— Your task —
Please rewrite the lines as a numbered list, starting at the line containing "Task: a point for each instance of the stone column" and ending at the line containing "pixel 530 143", with any blank lines left out.

start Data entries

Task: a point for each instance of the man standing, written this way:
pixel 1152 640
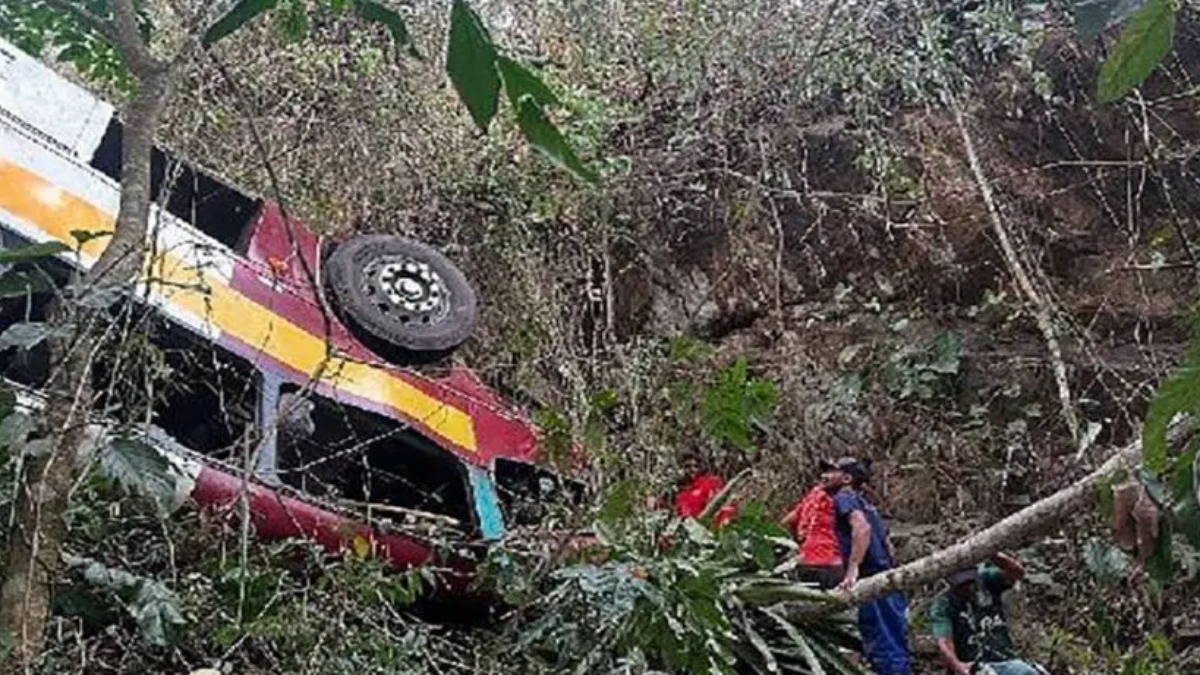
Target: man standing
pixel 865 549
pixel 1134 524
pixel 700 489
pixel 811 523
pixel 970 625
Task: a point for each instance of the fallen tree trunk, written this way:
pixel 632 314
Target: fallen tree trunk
pixel 1007 533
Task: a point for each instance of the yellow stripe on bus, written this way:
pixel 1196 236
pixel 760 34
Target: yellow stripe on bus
pixel 209 299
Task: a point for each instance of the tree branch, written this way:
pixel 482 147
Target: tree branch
pixel 1007 533
pixel 1043 310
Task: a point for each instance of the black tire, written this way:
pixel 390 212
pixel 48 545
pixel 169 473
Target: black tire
pixel 379 311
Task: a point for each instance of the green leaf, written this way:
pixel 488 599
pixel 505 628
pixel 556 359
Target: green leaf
pixel 294 21
pixel 521 82
pixel 1092 17
pixel 154 605
pixel 239 16
pixel 1108 563
pixel 1161 565
pixel 1143 45
pixel 141 467
pixel 7 402
pixel 618 505
pixel 1179 394
pixel 376 12
pixel 545 137
pixel 34 251
pixel 29 334
pixel 471 63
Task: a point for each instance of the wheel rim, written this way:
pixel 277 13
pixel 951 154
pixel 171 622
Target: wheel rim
pixel 406 288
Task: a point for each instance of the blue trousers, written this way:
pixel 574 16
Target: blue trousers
pixel 883 625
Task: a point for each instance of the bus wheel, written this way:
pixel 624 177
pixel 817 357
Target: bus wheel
pixel 401 293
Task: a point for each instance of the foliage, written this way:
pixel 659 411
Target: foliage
pixel 1145 40
pixel 37 27
pixel 736 406
pixel 923 371
pixel 151 604
pixel 677 596
pixel 142 467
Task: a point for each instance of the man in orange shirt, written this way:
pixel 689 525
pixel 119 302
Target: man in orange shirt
pixel 811 523
pixel 694 497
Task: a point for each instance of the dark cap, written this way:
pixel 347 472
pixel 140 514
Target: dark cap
pixel 964 575
pixel 855 467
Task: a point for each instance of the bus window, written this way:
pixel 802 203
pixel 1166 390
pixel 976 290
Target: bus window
pixel 196 197
pixel 210 401
pixel 358 457
pixel 528 491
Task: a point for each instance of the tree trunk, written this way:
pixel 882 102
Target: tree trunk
pixel 35 542
pixel 1007 533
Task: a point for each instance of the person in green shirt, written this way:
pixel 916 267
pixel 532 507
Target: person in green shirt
pixel 969 621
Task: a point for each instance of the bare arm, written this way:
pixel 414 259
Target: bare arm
pixel 1145 514
pixel 1009 567
pixel 951 657
pixel 859 541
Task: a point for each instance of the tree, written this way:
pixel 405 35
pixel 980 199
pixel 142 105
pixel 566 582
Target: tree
pixel 118 39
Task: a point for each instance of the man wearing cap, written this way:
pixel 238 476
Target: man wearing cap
pixel 970 625
pixel 865 550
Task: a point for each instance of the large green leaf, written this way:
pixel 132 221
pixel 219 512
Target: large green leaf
pixel 154 605
pixel 237 17
pixel 1144 42
pixel 545 137
pixel 1180 393
pixel 7 402
pixel 143 469
pixel 471 63
pixel 375 12
pixel 521 82
pixel 294 21
pixel 1093 16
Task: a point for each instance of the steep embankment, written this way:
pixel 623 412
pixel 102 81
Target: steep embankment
pixel 791 184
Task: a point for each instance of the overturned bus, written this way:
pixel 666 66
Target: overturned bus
pixel 348 441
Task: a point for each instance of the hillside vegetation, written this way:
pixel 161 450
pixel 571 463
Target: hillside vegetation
pixel 900 230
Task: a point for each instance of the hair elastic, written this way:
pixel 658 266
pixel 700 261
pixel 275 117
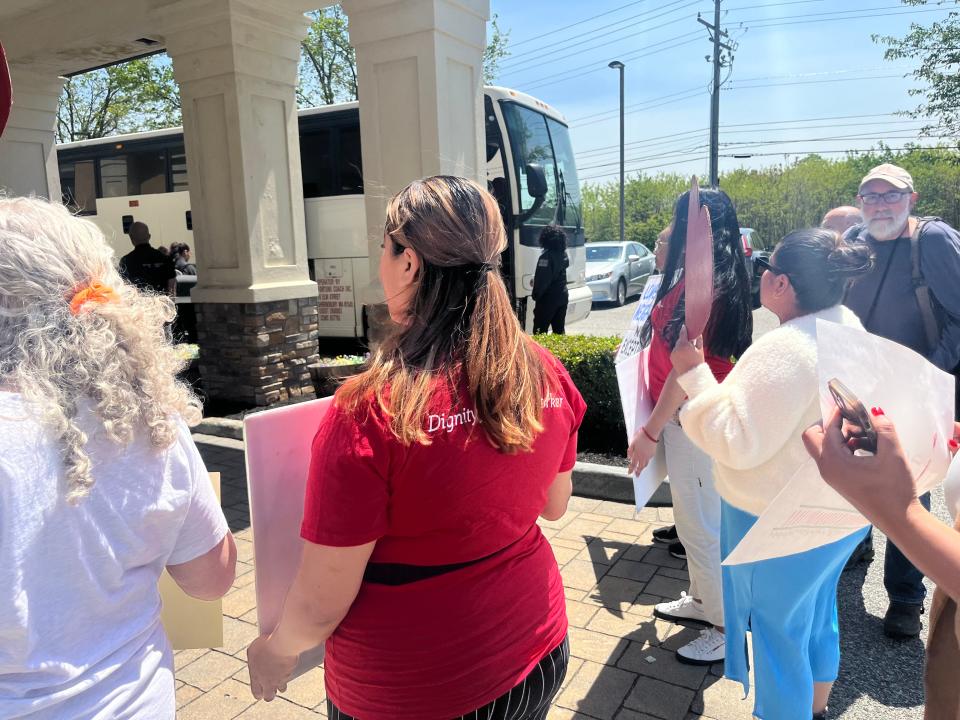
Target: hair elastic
pixel 95 292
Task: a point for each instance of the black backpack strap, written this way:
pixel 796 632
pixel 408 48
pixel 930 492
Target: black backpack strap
pixel 931 327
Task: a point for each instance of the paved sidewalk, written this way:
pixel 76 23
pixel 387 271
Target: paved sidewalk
pixel 622 665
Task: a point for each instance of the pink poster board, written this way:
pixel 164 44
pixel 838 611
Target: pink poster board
pixel 278 457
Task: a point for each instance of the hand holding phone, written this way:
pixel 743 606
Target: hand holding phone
pixel 858 427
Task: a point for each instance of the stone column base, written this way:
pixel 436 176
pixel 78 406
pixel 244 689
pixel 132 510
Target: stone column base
pixel 258 353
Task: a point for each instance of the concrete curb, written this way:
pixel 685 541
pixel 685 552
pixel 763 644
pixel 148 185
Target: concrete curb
pixel 592 480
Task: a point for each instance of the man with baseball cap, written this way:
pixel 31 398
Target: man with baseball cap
pixel 912 296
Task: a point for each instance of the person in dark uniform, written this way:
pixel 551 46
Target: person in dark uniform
pixel 550 282
pixel 180 252
pixel 145 266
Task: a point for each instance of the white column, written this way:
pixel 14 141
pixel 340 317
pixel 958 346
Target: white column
pixel 420 81
pixel 28 158
pixel 236 64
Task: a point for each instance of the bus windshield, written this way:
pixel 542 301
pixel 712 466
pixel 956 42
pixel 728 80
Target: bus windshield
pixel 538 139
pixel 530 143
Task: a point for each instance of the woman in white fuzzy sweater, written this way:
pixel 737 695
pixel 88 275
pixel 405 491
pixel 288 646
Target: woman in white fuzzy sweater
pixel 751 425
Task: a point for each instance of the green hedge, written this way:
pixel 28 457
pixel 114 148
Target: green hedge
pixel 589 360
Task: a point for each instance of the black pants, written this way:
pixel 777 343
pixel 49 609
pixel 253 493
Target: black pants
pixel 546 316
pixel 530 700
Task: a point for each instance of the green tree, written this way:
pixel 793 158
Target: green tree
pixel 777 199
pixel 937 47
pixel 136 95
pixel 328 63
pixel 495 51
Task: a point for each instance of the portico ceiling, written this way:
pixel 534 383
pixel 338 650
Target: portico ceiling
pixel 62 37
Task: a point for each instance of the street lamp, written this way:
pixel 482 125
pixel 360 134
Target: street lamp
pixel 617 65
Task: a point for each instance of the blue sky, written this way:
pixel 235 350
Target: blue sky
pixel 807 69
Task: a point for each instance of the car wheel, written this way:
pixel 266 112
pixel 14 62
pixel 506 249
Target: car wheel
pixel 621 292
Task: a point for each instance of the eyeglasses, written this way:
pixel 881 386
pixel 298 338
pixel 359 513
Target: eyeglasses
pixel 767 265
pixel 888 197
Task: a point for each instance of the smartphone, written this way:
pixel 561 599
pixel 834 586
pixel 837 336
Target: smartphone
pixel 853 411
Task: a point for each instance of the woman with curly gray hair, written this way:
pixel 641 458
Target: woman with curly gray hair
pixel 101 486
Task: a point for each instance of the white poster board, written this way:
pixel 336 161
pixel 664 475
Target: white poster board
pixel 631 365
pixel 914 394
pixel 637 406
pixel 278 458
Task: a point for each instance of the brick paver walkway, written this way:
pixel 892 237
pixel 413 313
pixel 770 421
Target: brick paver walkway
pixel 621 667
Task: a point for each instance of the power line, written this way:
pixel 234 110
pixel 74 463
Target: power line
pixel 774 22
pixel 553 49
pixel 565 75
pixel 749 87
pixel 684 135
pixel 907 148
pixel 897 135
pixel 762 123
pixel 784 154
pixel 761 23
pixel 695 89
pixel 813 82
pixel 550 41
pixel 575 24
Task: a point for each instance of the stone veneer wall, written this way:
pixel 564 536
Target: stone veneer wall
pixel 258 353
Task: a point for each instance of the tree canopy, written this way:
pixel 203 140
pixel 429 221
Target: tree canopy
pixel 937 47
pixel 129 97
pixel 142 95
pixel 777 199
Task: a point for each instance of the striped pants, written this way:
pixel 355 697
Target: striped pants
pixel 530 700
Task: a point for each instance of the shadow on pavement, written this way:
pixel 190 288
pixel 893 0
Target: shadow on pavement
pixel 888 671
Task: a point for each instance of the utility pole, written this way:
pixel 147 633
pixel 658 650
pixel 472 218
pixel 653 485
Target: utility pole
pixel 720 60
pixel 617 65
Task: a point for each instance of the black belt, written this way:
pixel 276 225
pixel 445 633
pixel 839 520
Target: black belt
pixel 403 574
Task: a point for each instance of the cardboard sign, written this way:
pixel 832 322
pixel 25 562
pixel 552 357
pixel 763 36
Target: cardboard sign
pixel 278 458
pixel 191 623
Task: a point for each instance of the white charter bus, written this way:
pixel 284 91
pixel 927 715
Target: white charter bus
pixel 530 170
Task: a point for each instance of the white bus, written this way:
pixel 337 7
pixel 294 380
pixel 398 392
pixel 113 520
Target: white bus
pixel 530 170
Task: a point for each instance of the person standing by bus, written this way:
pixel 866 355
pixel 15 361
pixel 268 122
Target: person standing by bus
pixel 696 502
pixel 550 282
pixel 145 266
pixel 424 569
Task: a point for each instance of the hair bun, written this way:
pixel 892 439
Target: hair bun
pixel 850 260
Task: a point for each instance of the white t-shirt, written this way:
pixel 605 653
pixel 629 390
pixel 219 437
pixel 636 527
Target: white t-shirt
pixel 80 633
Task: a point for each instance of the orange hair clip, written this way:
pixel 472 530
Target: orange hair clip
pixel 95 292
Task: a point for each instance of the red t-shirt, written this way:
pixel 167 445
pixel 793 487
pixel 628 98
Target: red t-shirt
pixel 659 362
pixel 441 647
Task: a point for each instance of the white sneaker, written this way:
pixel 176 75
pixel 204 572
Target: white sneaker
pixel 705 650
pixel 686 608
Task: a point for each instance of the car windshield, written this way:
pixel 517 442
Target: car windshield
pixel 604 253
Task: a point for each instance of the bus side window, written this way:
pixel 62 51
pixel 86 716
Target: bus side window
pixel 316 163
pixel 78 183
pixel 350 165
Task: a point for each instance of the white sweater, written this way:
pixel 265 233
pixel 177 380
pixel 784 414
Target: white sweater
pixel 751 423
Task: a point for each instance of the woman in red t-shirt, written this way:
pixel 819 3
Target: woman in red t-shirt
pixel 424 569
pixel 696 503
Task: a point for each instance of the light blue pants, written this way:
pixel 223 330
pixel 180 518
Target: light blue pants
pixel 790 606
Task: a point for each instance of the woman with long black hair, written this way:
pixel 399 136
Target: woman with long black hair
pixel 696 504
pixel 424 569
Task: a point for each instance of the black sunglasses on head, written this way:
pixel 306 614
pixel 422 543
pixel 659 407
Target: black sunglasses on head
pixel 767 265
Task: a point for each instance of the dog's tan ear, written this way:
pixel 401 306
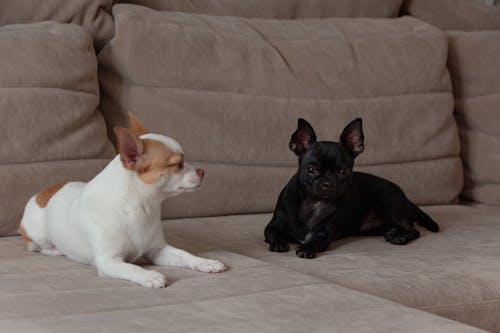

end Data entries

— Result of the task —
1. Task: a point for each instance of the stone column base, written this way:
2. pixel 436 176
3. pixel 78 406
4. pixel 244 689
5. pixel 132 510
6. Target: stone column base
7. pixel 258 353
8. Task: a point for each instance of the concrete curb, written this way:
9. pixel 685 541
10. pixel 685 552
11. pixel 763 644
12. pixel 148 185
13. Target: concrete curb
14. pixel 592 480
15. Task: a point for each instance of the man with baseball cap, written this way:
16. pixel 31 398
17. Target: man with baseball cap
18. pixel 912 296
19. Task: a point for each instance of the person in dark uniform, written this way:
20. pixel 551 46
21. Target: person in dark uniform
22. pixel 550 282
23. pixel 180 252
24. pixel 145 266
25. Task: a point for each instance of the white column, written this way:
26. pixel 14 141
27. pixel 340 317
28. pixel 958 346
29. Target: white column
30. pixel 420 81
31. pixel 28 158
32. pixel 236 64
33. Task: a point for each instance of the bus windshield, written this way:
34. pixel 542 301
35. pixel 712 466
36. pixel 956 42
37. pixel 728 80
38. Target: bus windshield
39. pixel 538 139
40. pixel 530 143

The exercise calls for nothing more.